TASKS TO CARRY OUT:
1. Using the report on the Queen's visit to BFI Southbank, answer each question in one line:
(a) Who hosted the Queen during the visit?
(b) Since when has the BFI National Archive looked after the Royal Collection?
(c) What did the Queen unveil?
2. Decide whether each statement agrees with the report on the Queen's visit to BFI Southbank. Answer yes or no and quote the deciding words.
(a) Among the guests the Queen met was the director of The King's Speech.
(b) The BFI is digitizing the Royal Collection without a partner.
(c) None of the Royal Collection is available to the public yet.

EXTRACT PROVIDED:
* * * * * * *

Queen’s Visit Marks 60 Years Of London BFI Cinema

Her Majesty, Queen Elizabeth II visited BFI Southbank today marking 60 years of the BFI’s first permanent cinema on London’s South Bank – the National Film Theatre (NFT) in a celebration of British film in this Jubilee year. Hosted by BFI Chair, Greg Dyke and BFI CEO, Amanda Nevill, The Queen unveiled a commemorative 60th anniversary plaque and met a range of BFI staff, local school children and special guests from the world of film, including The King’s Speech director Tom Hooper and Richard Ayoade, director of Submarine.
 

The BFI also announced today that it is working with the BBC to digitise The Royal Collection. The BFI National Archive has looked after the Royal Collection since the late 1960’s and is a mixture of films presented to the Royal Household including newsreels and private family films which are unique to the Collection and date back to the late 1920’s. Some of the content is already available to the public and some more will be made so, for future generations, through digitisation.

* * * * * * *

RECORD LIST:
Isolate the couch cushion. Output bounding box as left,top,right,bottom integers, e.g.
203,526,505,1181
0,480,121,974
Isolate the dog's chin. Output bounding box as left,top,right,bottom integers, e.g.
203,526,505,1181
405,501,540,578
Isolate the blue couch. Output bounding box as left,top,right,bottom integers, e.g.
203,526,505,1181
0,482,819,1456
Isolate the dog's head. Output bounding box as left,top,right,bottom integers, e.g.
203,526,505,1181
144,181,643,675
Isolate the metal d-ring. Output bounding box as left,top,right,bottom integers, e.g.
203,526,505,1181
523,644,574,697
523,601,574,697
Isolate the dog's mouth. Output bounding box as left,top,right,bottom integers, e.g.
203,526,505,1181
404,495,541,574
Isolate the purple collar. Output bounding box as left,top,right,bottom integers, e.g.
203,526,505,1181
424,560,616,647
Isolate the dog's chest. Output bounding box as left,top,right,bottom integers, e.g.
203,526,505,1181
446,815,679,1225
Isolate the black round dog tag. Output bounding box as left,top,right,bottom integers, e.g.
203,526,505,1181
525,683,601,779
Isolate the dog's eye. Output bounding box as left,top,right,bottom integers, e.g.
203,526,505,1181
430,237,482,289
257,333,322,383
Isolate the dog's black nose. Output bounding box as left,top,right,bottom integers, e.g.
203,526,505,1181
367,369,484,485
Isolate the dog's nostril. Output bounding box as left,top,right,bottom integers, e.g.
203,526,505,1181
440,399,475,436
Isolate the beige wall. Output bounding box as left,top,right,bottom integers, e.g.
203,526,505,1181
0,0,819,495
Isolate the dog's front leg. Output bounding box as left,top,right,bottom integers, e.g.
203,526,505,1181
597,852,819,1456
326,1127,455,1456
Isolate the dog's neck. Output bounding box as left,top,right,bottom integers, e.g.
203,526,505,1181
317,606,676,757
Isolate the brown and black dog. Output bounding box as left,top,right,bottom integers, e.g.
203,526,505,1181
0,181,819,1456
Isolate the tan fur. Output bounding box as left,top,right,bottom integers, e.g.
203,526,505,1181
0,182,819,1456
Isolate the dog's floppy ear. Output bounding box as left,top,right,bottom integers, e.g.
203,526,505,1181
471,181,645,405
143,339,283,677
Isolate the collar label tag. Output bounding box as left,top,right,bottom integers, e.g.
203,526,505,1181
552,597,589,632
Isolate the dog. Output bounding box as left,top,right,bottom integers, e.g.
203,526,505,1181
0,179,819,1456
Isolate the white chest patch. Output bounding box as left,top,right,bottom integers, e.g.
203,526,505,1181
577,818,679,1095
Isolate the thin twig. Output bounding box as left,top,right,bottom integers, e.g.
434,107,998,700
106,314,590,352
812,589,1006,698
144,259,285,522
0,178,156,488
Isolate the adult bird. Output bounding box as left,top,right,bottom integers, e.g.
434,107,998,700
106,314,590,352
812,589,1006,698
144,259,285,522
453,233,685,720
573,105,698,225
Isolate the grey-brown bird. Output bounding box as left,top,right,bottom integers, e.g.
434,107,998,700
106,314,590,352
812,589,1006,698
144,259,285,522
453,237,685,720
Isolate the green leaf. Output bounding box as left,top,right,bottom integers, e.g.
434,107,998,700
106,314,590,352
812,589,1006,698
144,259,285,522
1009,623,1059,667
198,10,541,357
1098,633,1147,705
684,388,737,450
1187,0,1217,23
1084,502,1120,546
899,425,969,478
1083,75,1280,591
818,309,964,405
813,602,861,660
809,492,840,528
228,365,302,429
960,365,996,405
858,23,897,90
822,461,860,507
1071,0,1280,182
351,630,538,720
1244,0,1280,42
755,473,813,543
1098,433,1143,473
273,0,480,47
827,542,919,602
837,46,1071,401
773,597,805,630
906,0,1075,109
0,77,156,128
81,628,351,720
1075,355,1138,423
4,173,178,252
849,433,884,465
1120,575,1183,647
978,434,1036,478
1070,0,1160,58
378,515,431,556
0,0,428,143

* * * * * * *

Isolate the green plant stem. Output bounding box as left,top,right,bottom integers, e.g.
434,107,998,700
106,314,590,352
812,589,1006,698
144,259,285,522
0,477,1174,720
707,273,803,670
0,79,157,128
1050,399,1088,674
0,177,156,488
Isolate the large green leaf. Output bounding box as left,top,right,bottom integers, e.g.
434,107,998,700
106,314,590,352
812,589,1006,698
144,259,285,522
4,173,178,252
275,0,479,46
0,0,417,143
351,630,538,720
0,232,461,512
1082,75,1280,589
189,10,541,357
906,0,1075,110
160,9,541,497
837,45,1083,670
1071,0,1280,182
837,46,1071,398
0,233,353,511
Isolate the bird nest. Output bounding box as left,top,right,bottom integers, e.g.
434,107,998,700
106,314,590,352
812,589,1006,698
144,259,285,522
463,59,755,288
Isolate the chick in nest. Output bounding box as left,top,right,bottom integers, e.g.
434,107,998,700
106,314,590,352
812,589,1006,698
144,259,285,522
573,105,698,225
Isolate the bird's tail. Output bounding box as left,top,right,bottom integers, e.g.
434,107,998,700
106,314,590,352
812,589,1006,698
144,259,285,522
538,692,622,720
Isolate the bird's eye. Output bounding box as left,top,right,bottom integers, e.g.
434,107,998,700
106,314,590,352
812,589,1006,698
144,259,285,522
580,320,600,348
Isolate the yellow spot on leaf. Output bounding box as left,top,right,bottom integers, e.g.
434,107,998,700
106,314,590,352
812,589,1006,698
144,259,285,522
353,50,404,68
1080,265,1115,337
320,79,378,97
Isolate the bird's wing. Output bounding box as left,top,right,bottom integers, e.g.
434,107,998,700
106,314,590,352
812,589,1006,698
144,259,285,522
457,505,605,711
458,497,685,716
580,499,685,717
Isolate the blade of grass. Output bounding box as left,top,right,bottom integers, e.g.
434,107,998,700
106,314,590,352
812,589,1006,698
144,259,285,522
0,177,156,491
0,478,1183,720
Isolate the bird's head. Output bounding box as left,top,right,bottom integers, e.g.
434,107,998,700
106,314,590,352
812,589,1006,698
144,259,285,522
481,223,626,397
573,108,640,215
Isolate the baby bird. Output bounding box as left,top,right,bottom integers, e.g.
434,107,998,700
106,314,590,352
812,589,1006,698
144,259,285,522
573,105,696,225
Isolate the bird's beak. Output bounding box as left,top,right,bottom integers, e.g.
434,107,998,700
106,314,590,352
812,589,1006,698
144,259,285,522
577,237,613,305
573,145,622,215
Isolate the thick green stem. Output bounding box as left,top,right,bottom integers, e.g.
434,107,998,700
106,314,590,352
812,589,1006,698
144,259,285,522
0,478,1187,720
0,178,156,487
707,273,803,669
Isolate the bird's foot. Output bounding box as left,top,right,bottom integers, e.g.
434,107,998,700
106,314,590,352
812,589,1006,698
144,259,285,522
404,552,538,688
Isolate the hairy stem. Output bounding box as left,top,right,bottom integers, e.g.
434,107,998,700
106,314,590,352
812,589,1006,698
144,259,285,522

* * * * * * *

RESULTS BY TASK:
1.
(a) BFI Chair Greg Dyke and BFI CEO Amanda Nevill.
(b) Since the late 1960's.
(c) A commemorative 60th anniversary plaque.

2.
(a) Yes: "including The King’s Speech director Tom Hooper"
(b) No: "it is working with the BBC to digitise The Royal Collection"
(c) No: "Some of the content is already available to the public"